### Excerpted text
>>>>

Print Friendly, PDF & Email

By Bryce Schuler


Bryce Schuler is working this summer as a corporate merchandising intern at Walmart.


We found this internship through the UA student organization Enactus. My friends James, Sergio and I (pictured from right to left) were encouraged to apply by an Eller and Enactus alumni who advocated for us with Walmart’s recruiters. We went through a two-stage interview process: first, an in-person interview and then an aptitude test. A couple of weeks letter we were offered the positions in merchandising.

The focuses of this merchandising internship are to learn about the business, networking within it and achieve our summer project objectives. Our projects were real issues faced within our departments and at the end for the summer we each presented on what we had found and accomplished to leadership.

The internship is very dynamic and doesn’t include any daily repetitive tasks. Besides project work, other activities included participating in meetings with suppliers, touring stores, analyzing data to gain insight on opportunities, networking around the business, attending department strategy meetings and some intern training classes.

<<<<

(Collected data entries)
>>>>

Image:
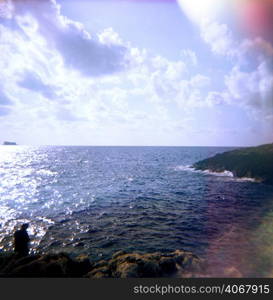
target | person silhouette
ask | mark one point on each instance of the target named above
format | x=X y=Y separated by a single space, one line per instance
x=21 y=241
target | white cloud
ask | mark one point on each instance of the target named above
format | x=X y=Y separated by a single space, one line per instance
x=92 y=56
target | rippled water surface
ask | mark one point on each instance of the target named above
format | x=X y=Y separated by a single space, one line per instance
x=97 y=200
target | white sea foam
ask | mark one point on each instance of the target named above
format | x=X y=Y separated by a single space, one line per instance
x=225 y=173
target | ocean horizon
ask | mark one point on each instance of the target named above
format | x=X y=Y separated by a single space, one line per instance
x=96 y=200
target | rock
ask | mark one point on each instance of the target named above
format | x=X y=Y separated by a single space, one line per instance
x=150 y=265
x=122 y=265
x=247 y=162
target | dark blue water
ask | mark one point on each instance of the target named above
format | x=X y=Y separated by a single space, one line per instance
x=97 y=200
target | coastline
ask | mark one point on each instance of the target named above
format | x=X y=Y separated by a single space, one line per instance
x=179 y=264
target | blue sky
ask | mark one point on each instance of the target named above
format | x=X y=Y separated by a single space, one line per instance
x=132 y=73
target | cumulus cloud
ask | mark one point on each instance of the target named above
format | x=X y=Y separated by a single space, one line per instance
x=33 y=82
x=4 y=99
x=249 y=83
x=90 y=55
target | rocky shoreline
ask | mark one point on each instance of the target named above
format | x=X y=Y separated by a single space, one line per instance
x=250 y=162
x=179 y=263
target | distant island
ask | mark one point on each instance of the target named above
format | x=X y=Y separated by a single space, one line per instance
x=9 y=143
x=251 y=162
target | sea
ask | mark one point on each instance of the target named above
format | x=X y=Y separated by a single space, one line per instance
x=95 y=201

<<<<

### What to work on
**A.** Print the passage of the Walmart internship post that opens with the words containing "The internship is" and closes with "intern training classes.".
**B.** Answer these questions from the Walmart internship post, one answer per line:
(i) Through which student organization was the internship found?
(ii) What were the two stages of the interview process?
(iii) To whom did each intern present their findings at the end of the summer?
**C.** Write the next part of the Walmart internship post, starting after its final sentence.
The data is material separate from the Walmart internship post.

### Results for each task
**A.**
The internship is very dynamic and doesn’t include any daily repetitive tasks. Besides project work, other activities included participating in meetings with suppliers, touring stores, analyzing data to gain insight on opportunities, networking around the business, attending department strategy meetings and some intern training classes.

**B.**
(i) Enactus
(ii) An in-person interview, then an aptitude test
(iii) Leadership

**C.**
A couple of highlights include:

1: The first two weeks: With no background in retail I learned so much so quickly! It felt like I was “drinking from a fire hose” for the first week but then the learning curve leveled out.

2: Flight on the corporate jet: Flew to Nashville TN to look over competitive grocery retailers and see what we could do to improve our business.

3: Presenting my work: I received a lot of support and resources in executing my project. Presenting my findings to leaders on the grocery side of the business was very rewarding.

A lot of the time, your sponsor is busy (you know, doing their actual job) so they can’t manage your every move. It’s important to be self-motivated and try to add value where you can without being prompted.

I’ve learned a lot about the retail deli business but also I’ve learned about people, their careers and how they got to where they are now. That’s valuable as I near starting my career.

I’ve learned of the important skill of influencing, which is, leading people to do things rather than pushing them by communicating a common goal. That’s what the buyer’s role is all about and it’s an amazing skill to watch and practice.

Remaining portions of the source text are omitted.